Requirement ▸ If a line of the records contains the string "whole", copy it out.

Material provided ▸
Start of Block

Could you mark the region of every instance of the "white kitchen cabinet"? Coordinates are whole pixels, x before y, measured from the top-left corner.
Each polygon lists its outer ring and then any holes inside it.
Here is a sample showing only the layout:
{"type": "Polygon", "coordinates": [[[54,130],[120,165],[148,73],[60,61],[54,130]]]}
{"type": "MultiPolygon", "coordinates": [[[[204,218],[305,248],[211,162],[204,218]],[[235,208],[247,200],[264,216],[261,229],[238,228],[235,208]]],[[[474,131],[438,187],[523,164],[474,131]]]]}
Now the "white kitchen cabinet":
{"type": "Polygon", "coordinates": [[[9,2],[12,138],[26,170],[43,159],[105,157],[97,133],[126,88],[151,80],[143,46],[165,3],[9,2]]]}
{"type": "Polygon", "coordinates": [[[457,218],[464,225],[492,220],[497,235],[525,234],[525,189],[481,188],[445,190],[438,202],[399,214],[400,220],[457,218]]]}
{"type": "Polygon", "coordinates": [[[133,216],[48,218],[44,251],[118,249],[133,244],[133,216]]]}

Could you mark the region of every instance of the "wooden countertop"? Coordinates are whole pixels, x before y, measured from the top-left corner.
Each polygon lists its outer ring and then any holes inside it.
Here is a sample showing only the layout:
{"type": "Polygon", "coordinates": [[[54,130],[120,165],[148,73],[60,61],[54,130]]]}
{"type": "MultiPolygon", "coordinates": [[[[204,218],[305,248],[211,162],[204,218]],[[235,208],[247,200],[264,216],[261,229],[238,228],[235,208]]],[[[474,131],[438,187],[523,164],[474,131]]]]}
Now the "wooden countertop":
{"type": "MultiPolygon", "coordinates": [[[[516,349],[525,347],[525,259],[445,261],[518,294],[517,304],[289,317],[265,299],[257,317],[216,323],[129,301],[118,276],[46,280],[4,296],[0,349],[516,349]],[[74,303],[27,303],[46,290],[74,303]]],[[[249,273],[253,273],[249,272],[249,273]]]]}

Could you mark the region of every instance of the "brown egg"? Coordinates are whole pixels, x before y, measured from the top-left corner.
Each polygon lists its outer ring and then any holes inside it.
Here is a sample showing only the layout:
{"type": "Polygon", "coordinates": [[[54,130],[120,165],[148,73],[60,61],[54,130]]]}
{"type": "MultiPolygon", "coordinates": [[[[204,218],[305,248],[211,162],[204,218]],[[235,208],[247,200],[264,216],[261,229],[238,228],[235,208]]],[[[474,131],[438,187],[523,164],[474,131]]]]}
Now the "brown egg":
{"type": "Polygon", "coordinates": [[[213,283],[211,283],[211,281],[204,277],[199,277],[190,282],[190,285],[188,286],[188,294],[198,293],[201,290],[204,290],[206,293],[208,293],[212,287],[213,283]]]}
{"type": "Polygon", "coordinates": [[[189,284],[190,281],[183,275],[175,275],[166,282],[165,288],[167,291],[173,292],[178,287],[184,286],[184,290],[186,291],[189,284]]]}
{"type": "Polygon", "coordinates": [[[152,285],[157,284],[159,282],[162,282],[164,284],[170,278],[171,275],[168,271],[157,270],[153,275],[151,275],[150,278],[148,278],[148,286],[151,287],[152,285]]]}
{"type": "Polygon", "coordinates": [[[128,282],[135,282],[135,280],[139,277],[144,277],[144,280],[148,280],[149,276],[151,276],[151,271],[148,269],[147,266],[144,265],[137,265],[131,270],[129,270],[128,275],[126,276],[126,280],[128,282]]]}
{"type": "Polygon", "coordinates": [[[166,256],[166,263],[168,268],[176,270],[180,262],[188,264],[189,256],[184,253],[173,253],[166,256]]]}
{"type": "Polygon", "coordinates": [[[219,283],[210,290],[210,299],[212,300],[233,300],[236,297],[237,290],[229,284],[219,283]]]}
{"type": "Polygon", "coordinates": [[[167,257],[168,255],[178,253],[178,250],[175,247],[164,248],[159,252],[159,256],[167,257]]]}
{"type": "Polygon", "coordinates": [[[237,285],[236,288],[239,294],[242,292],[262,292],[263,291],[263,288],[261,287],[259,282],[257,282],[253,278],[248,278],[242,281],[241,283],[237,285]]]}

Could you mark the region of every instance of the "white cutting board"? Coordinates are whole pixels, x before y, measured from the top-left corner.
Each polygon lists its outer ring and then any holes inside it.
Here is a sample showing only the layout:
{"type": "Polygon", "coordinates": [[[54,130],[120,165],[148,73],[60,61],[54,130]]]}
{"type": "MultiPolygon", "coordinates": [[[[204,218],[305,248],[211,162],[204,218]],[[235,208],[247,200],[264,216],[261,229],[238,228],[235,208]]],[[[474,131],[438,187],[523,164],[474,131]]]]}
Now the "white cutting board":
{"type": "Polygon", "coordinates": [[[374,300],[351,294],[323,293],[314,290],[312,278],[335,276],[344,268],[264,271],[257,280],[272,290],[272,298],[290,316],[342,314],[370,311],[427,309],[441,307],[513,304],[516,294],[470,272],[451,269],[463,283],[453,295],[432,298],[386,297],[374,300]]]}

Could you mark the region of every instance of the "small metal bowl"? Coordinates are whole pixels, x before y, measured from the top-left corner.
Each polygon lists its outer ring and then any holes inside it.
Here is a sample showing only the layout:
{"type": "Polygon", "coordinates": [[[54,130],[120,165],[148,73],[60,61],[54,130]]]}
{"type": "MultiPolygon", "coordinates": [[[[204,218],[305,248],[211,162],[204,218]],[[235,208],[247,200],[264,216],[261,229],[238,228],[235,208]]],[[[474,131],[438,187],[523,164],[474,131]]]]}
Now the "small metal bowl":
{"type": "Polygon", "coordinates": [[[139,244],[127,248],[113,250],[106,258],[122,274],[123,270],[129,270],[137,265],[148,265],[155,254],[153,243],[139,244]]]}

End of Block

Output for this task ▸
Could you mark the region of every instance of the "white kitchen cabinet"? Coordinates are whole pixels, x before y, measured from the top-left corner.
Could you mark the region of every instance of the "wooden countertop"? Coordinates are whole pixels, x before y, measured from the top-left corner.
Could you mark the region of every instance of the "brown egg"? Coordinates are whole pixels, x before y, measured from the top-left corner.
Could you mark the region of every instance of the "white cutting board"? Coordinates are whole pixels, x before y, measured from the top-left corner.
Could you mark the region of every instance of the "small metal bowl"? Coordinates are whole pixels, x before y, measured from the top-left corner.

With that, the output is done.